| DIRECTIONS |
From the material below, copy out each line that contains the string "water", matching case exactly.

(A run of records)
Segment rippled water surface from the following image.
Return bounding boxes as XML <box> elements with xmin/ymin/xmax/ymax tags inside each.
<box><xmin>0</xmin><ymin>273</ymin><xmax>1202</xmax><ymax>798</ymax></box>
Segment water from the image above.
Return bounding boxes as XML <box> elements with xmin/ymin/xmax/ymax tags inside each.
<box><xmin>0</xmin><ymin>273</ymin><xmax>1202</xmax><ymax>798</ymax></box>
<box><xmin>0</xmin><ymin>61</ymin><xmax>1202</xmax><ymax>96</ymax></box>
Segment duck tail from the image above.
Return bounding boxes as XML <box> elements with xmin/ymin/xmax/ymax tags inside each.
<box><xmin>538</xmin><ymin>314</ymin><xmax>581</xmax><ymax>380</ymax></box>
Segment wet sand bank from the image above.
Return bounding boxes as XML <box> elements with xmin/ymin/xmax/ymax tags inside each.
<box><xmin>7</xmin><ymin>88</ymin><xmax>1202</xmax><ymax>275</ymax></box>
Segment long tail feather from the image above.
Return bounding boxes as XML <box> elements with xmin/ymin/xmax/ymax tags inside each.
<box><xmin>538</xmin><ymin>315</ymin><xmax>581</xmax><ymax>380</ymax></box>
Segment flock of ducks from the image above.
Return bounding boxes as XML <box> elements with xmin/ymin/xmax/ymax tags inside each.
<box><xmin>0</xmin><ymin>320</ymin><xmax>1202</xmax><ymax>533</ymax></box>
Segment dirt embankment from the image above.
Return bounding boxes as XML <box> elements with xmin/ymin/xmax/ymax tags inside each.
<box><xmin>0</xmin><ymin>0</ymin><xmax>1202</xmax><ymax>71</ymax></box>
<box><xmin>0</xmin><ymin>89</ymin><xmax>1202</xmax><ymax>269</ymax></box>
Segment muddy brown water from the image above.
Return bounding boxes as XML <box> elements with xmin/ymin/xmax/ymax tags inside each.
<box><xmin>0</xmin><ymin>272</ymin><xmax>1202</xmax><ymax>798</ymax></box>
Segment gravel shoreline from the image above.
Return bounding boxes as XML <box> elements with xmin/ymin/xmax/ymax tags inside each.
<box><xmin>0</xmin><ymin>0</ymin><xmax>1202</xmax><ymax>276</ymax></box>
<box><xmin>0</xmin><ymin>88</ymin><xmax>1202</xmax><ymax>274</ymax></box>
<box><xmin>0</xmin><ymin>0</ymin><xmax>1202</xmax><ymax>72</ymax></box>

| CORRECT OUTPUT |
Segment rippled water surface from the following image.
Segment water from the image above.
Segment muddy brown water from the image above.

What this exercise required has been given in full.